■ **Request A**:
List each line of the entries that contains the word "white". Case matters.

■ **Text passage**:

________________

That didn't much improve things.

If that's his stated public view, we leave our readers to imagine what he thought in private.

And later still

"What happens now is that I (as Chair of the Shadow Combined Authority) and others will enter into detailed talks with the Government to see what agreement we can reach on the devolution of money and power over five key policy areas - housing, connectivity (so that's transport and digital connectivity), prosperity, health and skills."

But by now, Wyre's Cllr Peter Gibson had publicly spoken out against the idea. And Wyre (and we think also Ribble Valley) had decided not to participate. In January 2017 Wyre's Cllr Gibson said

'Wyre will continue to stand up against a Lancashire combined authority."

Foolishly (in our view), Fylde was still bound by its (Conservative led) policy to become a member of the Combined Authority.

But then something of a civic furore broke out.

________________

■ **Material shown**:

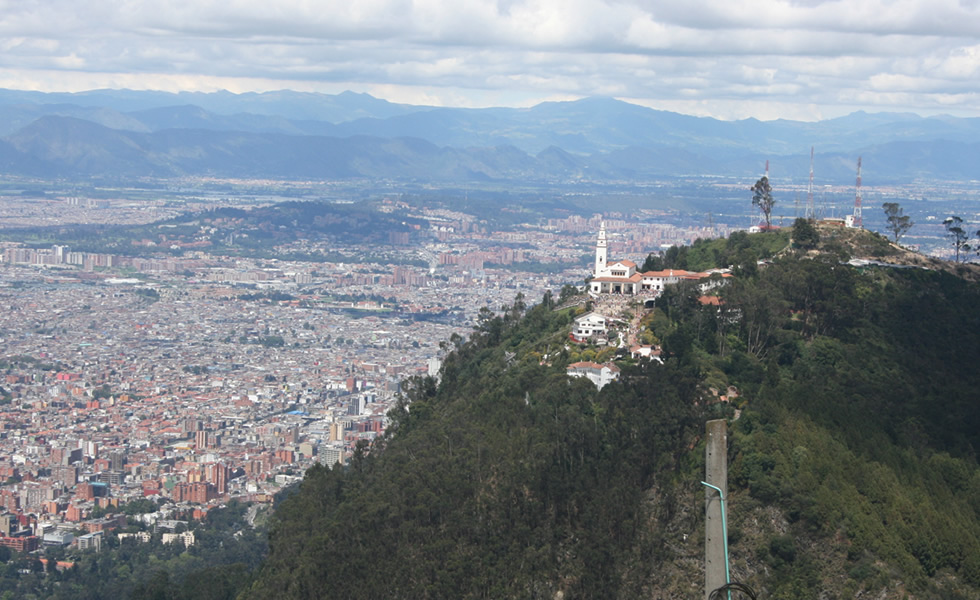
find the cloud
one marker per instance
(812, 57)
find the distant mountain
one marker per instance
(287, 134)
(851, 461)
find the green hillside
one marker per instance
(854, 427)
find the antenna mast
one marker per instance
(857, 222)
(810, 213)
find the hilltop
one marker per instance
(289, 135)
(853, 436)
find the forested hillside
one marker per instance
(851, 396)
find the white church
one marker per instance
(621, 276)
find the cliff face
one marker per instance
(852, 455)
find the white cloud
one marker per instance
(737, 58)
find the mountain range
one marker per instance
(287, 135)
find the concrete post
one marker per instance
(716, 474)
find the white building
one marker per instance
(588, 325)
(600, 375)
(621, 276)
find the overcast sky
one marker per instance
(731, 59)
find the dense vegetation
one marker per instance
(506, 480)
(853, 459)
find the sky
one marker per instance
(730, 59)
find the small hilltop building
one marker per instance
(622, 277)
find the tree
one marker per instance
(762, 197)
(958, 235)
(898, 223)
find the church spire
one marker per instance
(600, 251)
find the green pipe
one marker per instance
(724, 530)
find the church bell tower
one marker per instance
(600, 251)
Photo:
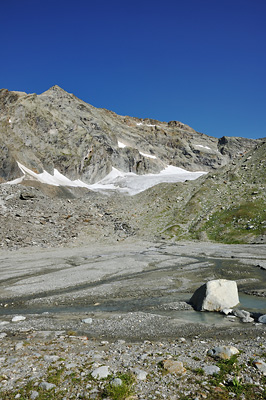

________________

■ **Request B**:
In the passage on the Lancashire combined authority, what five key policy areas are named for the devolution of money and power?

■ **Written reply A**:
find the white church
find the white cloud
find the white building

■ **Written reply B**:
Housing, connectivity, prosperity, health and skills.